Here we introduce an illustrative example ABM of an individual’s decision on whether to migration or not represented in Fig. 1. This decision is modelled as a sequence of events that impact their final decision. In this example, the ABM starts by initialising an individual’s socio-economic status, $X_I$. The individual then may receive an offer to migrate, $X_O$. This offer either comes with or without employment, $X_E$. Finally, the individual makes a decision as to whether they should migrate or not, $X_M$. Each of the nodes in this diagram has an if-then rule associated with its transitions. For instance, Fig. 1 shows an example heuristic rule for the decision to migrate. This rule shows how the probability of migrating is dependent on the outcomes of previous events.

3 From ABMs to CEGs

In Sect. 2, we described the class of ABMs that we are considering in this work. This decision is justified as the types of information we have about this process is best represented through a probability tree representing the possible progress of each migrant in the migrant population. This is particularly useful as it depicts the step-by-step nature of the process, where each migrant decides their next course of action. Typical hypotheses concerning this progress assume various conditional independence hypotheses, such as those shown in Sect. 3.1. Within an event tree model, these can be expressed by the stage structure on the florets of the tree.

The if-then rules within a heuristic, egocentric ABM implicitly include independence hypotheses regarding the outcome of an event for an individual through the choice of inputs considered. By assuming this conditional independence within a hypothesised model, we can identify those migrants within a sample who can be assumed on the next step of their journey to be exchangeable with each other. This is important if we wish to understand the processes of migration through the relationships between unfolding events, and crucial if we wish to understand the impact of potential targeted interventions. The CEG provides a framework in which to embed this model.

Bayesian methods are critical within such models because whenever models are sufficiently large to give a credible description of the processes, many parts of such processes are only sparsely observed. It is, therefore, critical to embed expert judgements through the priors on the hyperparameters. In this work, this is the distributions on the prior floret probabilities. In this way, our proposed methodology scales up to granularities of descriptions shared by the ABMs of such processes.

We can embed not only the prior expectations of these probabilities – as often needed in typical ABMs—but also their uncertainty. This embellishment means that, by using the exchangeability assumptions alluded to above and embedded in a Bayesian model, we can perform a prior-to-posterior update on these probabilities. In particular, we can derive principled model selection algorithms that respect the relative security of knowledge of different transitions within the system, through the strength of the priors. We note that, even if no actual steps in some of the paths are observed, we can proceed with this inference, whilst if many people are observed making a particular collection of transitions then estimated transition probabilities will be close to their sample proportions. The model is suitably regularised.

Furthermore, if we assume floret independence, we can perform a conjugate Bayesian analysis (for full details, see [5] and [4]). The consequent Bayesian model estimation and selection is both transparent and rapid due to the closed form representation and the interpretative understanding of the hyperparameters.

────────────────────────────────────────

_WRITTEN TASK A_
Please report every line of the entries below that contains the word "striped", copying each such line in full.
The passage above and the entries that follow are separate material.

────────────────────────────────────────

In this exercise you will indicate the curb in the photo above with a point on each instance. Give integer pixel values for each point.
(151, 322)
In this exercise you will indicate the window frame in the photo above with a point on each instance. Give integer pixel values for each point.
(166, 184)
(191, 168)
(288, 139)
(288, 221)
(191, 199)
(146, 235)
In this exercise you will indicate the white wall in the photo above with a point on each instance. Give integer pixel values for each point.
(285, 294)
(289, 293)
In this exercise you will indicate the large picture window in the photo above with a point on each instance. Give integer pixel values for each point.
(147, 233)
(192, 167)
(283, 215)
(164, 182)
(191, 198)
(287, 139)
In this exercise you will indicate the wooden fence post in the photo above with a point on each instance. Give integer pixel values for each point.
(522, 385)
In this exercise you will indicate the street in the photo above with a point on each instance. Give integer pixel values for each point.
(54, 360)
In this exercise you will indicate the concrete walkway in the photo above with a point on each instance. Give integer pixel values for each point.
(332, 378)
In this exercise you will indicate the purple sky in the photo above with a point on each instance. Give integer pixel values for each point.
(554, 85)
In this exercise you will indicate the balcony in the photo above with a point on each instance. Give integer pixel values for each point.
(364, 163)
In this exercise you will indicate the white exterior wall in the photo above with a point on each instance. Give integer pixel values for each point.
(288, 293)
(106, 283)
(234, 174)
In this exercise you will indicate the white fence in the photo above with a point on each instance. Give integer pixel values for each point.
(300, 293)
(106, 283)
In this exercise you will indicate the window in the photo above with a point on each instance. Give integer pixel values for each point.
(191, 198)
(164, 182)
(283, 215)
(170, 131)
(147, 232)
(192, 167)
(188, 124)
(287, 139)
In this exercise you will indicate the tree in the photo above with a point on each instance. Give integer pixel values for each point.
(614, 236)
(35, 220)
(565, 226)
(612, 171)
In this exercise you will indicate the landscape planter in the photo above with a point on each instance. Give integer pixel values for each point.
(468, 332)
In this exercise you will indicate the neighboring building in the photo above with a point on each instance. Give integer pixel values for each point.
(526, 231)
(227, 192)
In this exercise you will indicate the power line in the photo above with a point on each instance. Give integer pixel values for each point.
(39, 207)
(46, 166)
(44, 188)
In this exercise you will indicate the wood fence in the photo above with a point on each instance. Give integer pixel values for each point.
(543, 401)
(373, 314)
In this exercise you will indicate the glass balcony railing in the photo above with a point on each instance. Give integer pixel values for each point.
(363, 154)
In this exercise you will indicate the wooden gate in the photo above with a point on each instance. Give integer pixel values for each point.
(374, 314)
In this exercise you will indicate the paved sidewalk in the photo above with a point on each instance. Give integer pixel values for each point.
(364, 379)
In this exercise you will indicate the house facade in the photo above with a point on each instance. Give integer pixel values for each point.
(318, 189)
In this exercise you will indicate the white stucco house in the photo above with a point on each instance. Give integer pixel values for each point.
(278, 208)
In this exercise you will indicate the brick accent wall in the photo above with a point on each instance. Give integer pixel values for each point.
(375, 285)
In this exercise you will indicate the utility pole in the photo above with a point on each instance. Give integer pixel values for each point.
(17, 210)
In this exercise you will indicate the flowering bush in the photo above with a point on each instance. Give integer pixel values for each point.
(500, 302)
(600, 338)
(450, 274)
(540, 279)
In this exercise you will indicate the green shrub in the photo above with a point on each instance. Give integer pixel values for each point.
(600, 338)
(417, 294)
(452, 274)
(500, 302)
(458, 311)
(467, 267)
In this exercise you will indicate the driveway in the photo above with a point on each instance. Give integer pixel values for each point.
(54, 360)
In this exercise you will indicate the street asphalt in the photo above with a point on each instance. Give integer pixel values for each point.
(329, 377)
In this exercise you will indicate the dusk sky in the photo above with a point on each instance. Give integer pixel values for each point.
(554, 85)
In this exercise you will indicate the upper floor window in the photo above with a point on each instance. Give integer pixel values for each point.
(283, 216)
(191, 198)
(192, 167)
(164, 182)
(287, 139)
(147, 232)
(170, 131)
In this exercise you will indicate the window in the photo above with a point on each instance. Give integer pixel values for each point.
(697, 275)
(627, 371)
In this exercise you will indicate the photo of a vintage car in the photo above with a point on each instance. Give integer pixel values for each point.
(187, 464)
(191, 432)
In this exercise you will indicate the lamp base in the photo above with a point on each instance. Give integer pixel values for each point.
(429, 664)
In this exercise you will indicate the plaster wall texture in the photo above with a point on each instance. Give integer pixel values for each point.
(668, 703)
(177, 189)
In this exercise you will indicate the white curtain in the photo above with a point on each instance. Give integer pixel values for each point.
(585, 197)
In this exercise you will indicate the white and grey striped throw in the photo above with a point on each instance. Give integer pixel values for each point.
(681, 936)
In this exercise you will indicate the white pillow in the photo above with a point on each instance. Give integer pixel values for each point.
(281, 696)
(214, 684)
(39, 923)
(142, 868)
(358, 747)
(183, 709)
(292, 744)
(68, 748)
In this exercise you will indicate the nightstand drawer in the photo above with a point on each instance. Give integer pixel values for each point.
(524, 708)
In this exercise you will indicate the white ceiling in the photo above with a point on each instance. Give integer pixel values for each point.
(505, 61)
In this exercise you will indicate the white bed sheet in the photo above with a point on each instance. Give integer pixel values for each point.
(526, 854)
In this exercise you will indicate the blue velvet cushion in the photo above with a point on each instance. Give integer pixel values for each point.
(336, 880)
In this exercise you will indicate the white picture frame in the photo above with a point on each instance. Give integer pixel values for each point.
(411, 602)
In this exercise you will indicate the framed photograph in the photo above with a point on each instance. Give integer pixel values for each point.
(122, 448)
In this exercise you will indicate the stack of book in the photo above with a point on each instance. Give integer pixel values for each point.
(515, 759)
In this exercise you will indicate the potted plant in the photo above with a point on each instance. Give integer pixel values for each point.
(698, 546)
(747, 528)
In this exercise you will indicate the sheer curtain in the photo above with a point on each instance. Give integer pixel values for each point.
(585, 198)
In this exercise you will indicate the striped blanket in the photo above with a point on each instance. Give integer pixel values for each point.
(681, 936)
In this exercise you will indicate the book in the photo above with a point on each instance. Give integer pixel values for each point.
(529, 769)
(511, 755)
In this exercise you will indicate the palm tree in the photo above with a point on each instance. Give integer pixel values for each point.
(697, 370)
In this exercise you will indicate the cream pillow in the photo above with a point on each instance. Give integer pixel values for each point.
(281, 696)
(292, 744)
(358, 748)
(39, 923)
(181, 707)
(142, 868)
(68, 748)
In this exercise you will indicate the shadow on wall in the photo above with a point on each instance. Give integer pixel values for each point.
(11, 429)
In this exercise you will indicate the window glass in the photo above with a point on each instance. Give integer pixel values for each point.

────────────────────────────────────────

_WRITTEN TASK B_
In the passage on agent-based migration models, what do the priors on the hyperparameters correspond to in this work?

_FINISHED ANSWER A_
In this exercise you will indicate the white and grey striped throw in the photo above with a point on each instance. Give integer pixel values for each point.
In this exercise you will indicate the striped blanket in the photo above with a point on each instance. Give integer pixel values for each point.

_FINISHED ANSWER B_
The distributions on the prior floret probabilities.